Page extract >>
* * *

A pair of Canvasback was present in the Wolfville Sewage Treatment Lagoons, Kings, NS 26 Mar. (Jake Walker, ph. Harold Forsyth, ph. Rick Whitman et al.). Three Canvasback—2 males and a female—were present at the nearby New Minas Sewage Lagoons, Kings, NS 29–31 Mar. (ph. George Forsyth, ph. Richard Stern et al.). Interestingly, a male Canvasback was also present at Cranberry Head Lake, Yarmouth, NS 23–28 Mar. (ph. Angie and Tony Millard, ph. Paul Gould, ph. Mark Dennis et al.). While Tufted Duck is a regular visitor to Newfoundland, it is relatively rare to other parts of the region. In NS, 3 lingered into the season: a pair in Sullivan’s Pond , Halifax, observed 2–11 Mar (Steve Vines, Cale Mowat et al.), and a female at the Antigonish Sewage Treatment Plant, which was last reported 6 Mar (Angella MacDonald). The Tufted Duck first reported last season at Oysterbed Bridge, Queens, PE lingered through 14 Mar (Donna Martin). Subsequently, a male Tufted Duck was reported at the Bouctouche Water Treatment Plant, Kent, NB 2 May (Stella LeBlanc, Jean-Pierre LeBlanc, m. ob.). Rare in spring to St. Pierre et. Miquelon, a Lesser Scaup was in St. Pierre, St. Pierre Island 4 May (PB, JD). A Common Eider of the v-nigrum subspecies was an unexpected surprise when discovered 1 kilometer east of Portugal Cove South, Avalon Peninsula, NL, 12 Apr. (ph. BM); see S.A, at the end of this report.

* * *

[Dataset excerpt]
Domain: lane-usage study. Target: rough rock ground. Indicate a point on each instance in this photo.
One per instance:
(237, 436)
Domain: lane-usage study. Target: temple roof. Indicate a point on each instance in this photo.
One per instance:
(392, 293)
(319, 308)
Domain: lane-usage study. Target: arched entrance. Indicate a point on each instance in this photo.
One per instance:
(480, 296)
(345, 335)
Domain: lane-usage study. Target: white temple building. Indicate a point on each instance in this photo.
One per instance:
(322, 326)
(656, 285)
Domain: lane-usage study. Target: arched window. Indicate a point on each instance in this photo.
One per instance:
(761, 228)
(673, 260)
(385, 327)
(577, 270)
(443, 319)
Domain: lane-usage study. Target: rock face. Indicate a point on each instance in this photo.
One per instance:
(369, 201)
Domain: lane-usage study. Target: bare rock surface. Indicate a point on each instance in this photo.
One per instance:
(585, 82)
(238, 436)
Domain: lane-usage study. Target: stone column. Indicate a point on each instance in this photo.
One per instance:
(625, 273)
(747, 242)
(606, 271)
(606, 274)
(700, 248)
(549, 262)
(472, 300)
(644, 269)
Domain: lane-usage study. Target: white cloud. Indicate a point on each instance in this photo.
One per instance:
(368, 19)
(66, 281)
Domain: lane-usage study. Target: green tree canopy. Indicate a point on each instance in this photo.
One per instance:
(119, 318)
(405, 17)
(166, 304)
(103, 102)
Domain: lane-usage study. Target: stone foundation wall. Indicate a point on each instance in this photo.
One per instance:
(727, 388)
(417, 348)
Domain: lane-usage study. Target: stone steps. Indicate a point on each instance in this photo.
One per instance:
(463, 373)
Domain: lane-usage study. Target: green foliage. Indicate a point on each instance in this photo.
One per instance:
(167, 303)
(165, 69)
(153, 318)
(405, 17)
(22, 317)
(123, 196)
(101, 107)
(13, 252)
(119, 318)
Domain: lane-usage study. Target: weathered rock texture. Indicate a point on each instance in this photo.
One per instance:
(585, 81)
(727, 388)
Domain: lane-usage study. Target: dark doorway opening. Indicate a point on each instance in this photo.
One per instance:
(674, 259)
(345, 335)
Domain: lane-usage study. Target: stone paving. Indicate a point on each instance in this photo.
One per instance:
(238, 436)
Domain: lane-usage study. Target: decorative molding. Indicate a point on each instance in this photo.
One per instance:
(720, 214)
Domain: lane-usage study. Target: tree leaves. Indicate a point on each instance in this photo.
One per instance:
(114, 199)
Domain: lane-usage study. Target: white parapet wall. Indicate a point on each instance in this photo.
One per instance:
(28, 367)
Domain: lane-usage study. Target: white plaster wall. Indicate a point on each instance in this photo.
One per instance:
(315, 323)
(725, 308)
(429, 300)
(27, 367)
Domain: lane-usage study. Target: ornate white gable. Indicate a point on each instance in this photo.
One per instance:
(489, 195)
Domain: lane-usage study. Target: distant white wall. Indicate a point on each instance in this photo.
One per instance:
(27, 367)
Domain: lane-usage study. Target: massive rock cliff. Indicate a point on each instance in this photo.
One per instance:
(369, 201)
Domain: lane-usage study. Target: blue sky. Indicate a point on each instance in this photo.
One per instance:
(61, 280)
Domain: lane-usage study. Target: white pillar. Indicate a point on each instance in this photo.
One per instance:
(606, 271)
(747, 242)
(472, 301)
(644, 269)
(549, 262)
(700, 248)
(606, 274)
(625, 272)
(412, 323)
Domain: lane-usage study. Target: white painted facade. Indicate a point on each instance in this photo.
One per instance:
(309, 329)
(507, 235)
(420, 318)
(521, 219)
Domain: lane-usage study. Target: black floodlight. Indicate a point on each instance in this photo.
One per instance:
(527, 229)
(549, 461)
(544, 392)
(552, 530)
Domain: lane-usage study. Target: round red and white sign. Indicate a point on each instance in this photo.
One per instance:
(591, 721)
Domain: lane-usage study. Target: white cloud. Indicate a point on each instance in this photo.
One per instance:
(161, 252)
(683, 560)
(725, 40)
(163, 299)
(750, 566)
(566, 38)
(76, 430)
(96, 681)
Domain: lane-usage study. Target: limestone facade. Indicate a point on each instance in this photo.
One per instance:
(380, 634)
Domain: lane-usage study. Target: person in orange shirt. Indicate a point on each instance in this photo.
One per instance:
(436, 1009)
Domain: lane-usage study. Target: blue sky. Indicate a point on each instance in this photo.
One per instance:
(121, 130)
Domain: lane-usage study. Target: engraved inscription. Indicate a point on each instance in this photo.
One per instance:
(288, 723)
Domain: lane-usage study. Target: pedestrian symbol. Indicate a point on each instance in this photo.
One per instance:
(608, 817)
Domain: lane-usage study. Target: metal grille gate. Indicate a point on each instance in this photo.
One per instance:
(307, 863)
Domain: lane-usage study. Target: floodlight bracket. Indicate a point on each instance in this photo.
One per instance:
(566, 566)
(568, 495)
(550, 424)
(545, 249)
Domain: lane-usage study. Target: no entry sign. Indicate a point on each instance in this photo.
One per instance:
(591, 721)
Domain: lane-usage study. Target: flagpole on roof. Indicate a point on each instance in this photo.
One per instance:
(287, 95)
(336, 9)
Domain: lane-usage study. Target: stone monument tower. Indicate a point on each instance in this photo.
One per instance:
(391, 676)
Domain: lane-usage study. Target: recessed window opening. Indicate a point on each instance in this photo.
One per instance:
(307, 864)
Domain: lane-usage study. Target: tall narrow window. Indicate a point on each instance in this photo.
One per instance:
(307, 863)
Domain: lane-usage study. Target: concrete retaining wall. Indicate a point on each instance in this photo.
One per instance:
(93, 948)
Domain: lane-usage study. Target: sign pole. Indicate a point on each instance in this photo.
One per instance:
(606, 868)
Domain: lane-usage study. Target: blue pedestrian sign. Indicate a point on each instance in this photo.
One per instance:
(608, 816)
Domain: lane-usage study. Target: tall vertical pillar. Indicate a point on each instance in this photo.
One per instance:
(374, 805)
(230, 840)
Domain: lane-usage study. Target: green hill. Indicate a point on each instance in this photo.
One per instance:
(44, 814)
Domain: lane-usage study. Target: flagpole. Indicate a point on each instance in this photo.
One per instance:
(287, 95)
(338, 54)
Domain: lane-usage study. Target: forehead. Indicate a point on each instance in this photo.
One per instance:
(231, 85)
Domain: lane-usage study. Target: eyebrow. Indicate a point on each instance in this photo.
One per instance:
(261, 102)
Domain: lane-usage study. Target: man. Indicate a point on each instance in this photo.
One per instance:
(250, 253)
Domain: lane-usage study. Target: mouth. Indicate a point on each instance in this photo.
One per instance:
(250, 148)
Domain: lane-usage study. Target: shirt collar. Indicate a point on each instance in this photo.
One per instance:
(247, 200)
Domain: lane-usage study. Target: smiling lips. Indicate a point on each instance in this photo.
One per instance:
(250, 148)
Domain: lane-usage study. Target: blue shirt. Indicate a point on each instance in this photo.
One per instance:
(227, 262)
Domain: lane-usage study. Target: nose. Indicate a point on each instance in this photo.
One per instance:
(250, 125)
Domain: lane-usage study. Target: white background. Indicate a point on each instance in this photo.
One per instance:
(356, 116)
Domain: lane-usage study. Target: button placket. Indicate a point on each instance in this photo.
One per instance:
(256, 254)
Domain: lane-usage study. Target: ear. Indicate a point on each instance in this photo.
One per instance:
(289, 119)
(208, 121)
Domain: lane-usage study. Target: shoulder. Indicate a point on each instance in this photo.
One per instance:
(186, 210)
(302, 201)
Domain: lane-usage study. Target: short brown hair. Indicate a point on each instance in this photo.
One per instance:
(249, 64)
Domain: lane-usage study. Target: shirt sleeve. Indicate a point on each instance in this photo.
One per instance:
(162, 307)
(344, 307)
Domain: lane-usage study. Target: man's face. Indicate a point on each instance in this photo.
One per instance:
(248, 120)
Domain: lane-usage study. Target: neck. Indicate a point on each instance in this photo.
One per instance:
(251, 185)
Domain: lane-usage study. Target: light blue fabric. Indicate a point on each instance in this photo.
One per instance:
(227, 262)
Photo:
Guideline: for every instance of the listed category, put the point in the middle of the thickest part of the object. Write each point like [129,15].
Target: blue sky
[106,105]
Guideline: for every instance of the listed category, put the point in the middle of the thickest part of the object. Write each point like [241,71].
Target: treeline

* * *

Stated problem >>
Decide whether each statement below agrees with the bird report above, and answer yes or no, quoting the words of the report that decide it.
(a) Three Canvasback were present at the New Minas Sewage Lagoons 29–31 Mar.
(b) The female Tufted Duck at the Antigonish Sewage Treatment Plant was last reported 11 Mar.
(c) Lesser Scaup is common in spring at St. Pierre et. Miquelon.

Written solution >>
(a) Yes: "Three Canvasback—2 males and a female—were present at the nearby New Minas Sewage Lagoons, Kings, NS 29–31 Mar."
(b) No: "a female at the Antigonish Sewage Treatment Plant, which was last reported 6 Mar"
(c) No: "Rare in spring to St. Pierre et. Miquelon"